What is expected
From the line containing "Kindly mark the innermost point of each instance of the flower" down to the last line, set down each line exactly as it is, and nothing more. Leave the pictures out.
── Given data
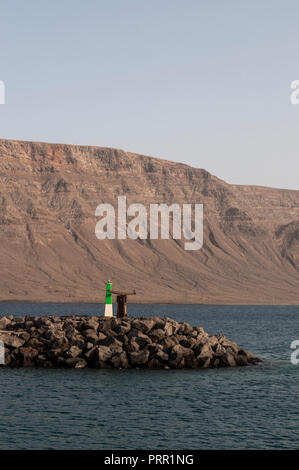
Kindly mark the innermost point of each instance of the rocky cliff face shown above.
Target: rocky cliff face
(49, 251)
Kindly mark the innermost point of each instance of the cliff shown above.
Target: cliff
(49, 251)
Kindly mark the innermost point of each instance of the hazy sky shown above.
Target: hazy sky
(201, 82)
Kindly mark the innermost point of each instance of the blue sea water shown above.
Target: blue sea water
(240, 408)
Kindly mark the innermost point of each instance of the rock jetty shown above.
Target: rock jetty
(99, 342)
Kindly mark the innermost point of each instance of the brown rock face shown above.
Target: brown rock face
(49, 251)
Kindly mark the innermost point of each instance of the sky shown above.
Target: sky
(204, 82)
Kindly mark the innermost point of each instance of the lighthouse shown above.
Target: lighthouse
(108, 303)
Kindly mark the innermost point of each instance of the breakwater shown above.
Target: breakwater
(99, 342)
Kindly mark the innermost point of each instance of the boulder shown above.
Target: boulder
(4, 322)
(139, 358)
(15, 340)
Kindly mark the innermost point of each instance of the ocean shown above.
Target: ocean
(252, 407)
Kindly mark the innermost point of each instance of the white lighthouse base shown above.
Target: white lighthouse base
(108, 310)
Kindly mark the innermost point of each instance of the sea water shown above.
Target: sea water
(253, 407)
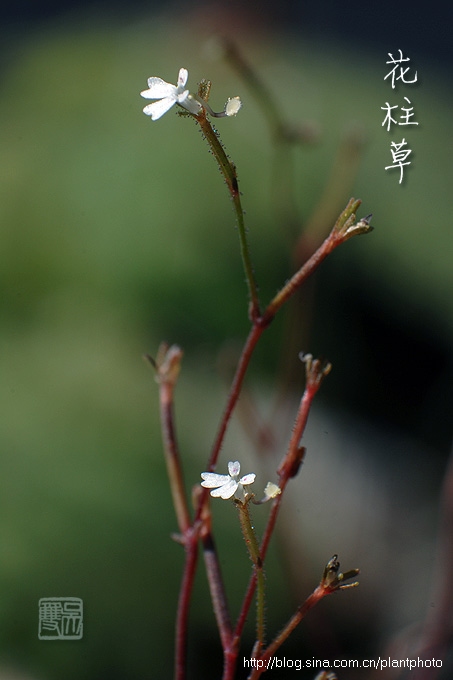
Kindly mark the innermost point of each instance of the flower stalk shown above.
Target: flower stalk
(254, 552)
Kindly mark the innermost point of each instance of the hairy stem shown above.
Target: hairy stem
(228, 171)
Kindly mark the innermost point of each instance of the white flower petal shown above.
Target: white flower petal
(182, 77)
(211, 479)
(157, 109)
(158, 89)
(234, 468)
(225, 491)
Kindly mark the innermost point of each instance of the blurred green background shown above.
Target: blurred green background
(117, 232)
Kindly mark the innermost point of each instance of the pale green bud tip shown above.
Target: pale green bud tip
(232, 106)
(272, 490)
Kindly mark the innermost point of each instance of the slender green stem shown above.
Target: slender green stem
(254, 552)
(294, 621)
(228, 170)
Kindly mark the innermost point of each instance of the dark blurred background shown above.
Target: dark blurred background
(117, 233)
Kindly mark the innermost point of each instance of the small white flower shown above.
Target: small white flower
(167, 95)
(232, 106)
(229, 485)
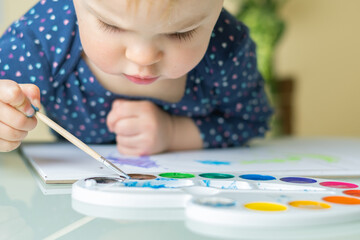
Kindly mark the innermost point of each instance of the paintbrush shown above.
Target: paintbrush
────
Answer to the exercise
Kindly mark the innermost point of each instance of the flower stalk shown above.
Target: flower stalk
(254, 552)
Kindly mark the innermost point of each instance of the hairy stem shown above.
Target: hairy stem
(228, 171)
Kindly mark the innermost point of each instance of the white flower petal shown above.
Target: white flower petal
(182, 77)
(211, 479)
(157, 109)
(158, 89)
(234, 468)
(225, 491)
Kindly mark the innermost point of each instance of the blurred green background shown above.
Target: blurred green background
(117, 232)
Kindly mark the innermost point of each instance of the pale green bud tip shown above.
Target: pale green bud tip
(232, 106)
(272, 490)
Kindly mark the innermost point of each instance of the slender green stem shown above.
Target: slender green stem
(254, 552)
(294, 621)
(228, 170)
Kindly mark the innermost point of each instance of the dark blurred background shown above.
Target: dark blurred background
(117, 233)
Kindly mark the innermost point of each instance of the small white flower shown above.
Target: small white flower
(167, 95)
(232, 106)
(229, 485)
Kindly mark the innermost point of each instance of the paintbrush shown above.
Target: paintbrush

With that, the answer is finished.